• TASK TO CARRY OUT
The lines you return should be those containing the string "pixel", taken from the data below.

Recorded data:
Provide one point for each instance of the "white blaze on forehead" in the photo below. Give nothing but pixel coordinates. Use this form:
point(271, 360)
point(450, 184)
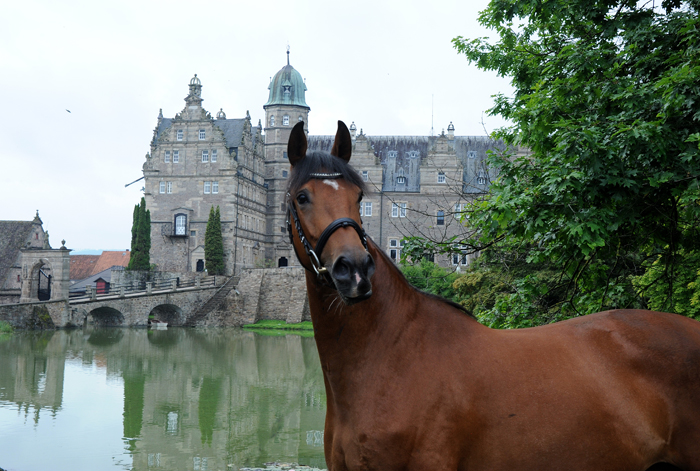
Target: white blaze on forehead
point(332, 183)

* * *

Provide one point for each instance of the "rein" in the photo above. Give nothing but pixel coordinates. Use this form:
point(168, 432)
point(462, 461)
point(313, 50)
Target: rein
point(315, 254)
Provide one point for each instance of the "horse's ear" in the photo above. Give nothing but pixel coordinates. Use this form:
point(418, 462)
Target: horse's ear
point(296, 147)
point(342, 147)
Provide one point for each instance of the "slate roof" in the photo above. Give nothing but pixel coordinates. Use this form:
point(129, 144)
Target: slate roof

• PROBLEM SOLUTION
Provide one point for each instance of the "white blaze on forehead" in the photo below. Give nothing but pixel coordinates. Use this form:
Provide one point for each instance of the "rein" in the photo above. Give nothing but pixel coordinates. Use this form:
Provide one point for each instance of the "horse's ear" in the photo above. Give nothing but pixel coordinates. Use this form:
Provide one point for each instance of the "slate roof" in the photo above. Give nothing but pixel coordinates. Use this form:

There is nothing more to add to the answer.